### [Directions]
1. From the Lamborghini track-driving text, list each region where the Super Trofeo series runs a championship.
2. Quote the Lamborghini track-driving text word for word, starting at the words "Like a caveman" and ending after "with road-going Huracans.".

# Start of Extracted text

Like a caveman clutching a Stinger missile I don't feel remotely qualified to operate this weapon system. I've driven some hairy track specials before now, and even a few actual race cars at carefully chaperoned PR events. The sort with pace-setting cars, apex-here cones and carefully policed braking points.
This is different. After a single sighting lap of the 2.5-mile Vallelunga circuit near Rome from the passenger seat of a hard-beaten Urus - and a cursory briefing from factory driver Milos Pavlovic - I'm pretty much tossed the keys for a Huracan Super Trofeo Evo 2 and told to bring it back in one piece after six laps. Well, apart from the fact there are no keys, nor indeed much else in the cabin that is obviously shared with road-going Huracans.
The Super Trofeo one-make series has been running since 2009 in Europe, moving from the Gallardo to the Huracan in that time. There are now also North American and Asian championships too, with grids featuring both professionals and affluent amateurs with varying amounts of skill, but substantial budgets. That means the car has to be both driveable by those with limited experience (and possibly also talent), yet sharp enough to reward those who know what they're doing. The high cost of entry does give licence to swagger around in a set of Lamborghini-branded flameproof overalls, which is an unarguable part of the appeal.

# End of Extracted text
# Start of Material supplied

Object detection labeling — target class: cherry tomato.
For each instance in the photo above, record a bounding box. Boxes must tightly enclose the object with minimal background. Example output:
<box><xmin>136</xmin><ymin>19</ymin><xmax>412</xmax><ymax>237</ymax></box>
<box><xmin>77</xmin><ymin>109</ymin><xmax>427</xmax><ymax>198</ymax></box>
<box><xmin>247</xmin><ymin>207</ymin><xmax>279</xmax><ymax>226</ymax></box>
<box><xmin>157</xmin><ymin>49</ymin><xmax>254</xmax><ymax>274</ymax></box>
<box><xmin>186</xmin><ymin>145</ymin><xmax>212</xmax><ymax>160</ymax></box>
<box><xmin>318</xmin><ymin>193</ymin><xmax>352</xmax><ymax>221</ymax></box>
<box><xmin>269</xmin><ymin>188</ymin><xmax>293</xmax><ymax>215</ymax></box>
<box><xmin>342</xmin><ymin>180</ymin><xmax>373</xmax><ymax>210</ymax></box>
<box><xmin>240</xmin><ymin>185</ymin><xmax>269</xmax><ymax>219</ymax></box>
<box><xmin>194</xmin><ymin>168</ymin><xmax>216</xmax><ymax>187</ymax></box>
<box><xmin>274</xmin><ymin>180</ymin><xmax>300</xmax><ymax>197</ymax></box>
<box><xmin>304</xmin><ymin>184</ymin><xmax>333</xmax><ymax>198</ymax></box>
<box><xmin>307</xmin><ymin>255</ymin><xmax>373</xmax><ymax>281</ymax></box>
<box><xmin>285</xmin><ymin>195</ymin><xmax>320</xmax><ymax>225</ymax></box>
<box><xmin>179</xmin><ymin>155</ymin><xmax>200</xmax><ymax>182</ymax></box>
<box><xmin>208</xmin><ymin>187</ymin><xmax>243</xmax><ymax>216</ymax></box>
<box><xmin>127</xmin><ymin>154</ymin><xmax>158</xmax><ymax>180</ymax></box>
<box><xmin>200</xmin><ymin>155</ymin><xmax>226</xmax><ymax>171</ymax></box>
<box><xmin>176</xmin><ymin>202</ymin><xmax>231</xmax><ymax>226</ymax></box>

# End of Material supplied
# Start of Material supplied

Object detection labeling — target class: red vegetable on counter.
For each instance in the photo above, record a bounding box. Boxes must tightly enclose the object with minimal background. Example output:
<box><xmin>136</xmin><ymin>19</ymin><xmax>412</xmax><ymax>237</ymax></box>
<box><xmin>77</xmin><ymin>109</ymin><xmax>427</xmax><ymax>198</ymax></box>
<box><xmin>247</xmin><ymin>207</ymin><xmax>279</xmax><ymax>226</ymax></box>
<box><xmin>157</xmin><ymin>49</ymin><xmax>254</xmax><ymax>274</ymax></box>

# End of Material supplied

### [Responses for each task]
1.
- Europe
- North America
- Asia

2.
Like a caveman clutching a Stinger missile I don't feel remotely qualified to operate this weapon system. I've driven some hairy track specials before now, and even a few actual race cars at carefully chaperoned PR events. The sort with pace-setting cars, apex-here cones and carefully policed braking points.
This is different. After a single sighting lap of the 2.5-mile Vallelunga circuit near Rome from the passenger seat of a hard-beaten Urus - and a cursory briefing from factory driver Milos Pavlovic - I'm pretty much tossed the keys for a Huracan Super Trofeo Evo 2 and told to bring it back in one piece after six laps. Well, apart from the fact there are no keys, nor indeed much else in the cabin that is obviously shared with road-going Huracans.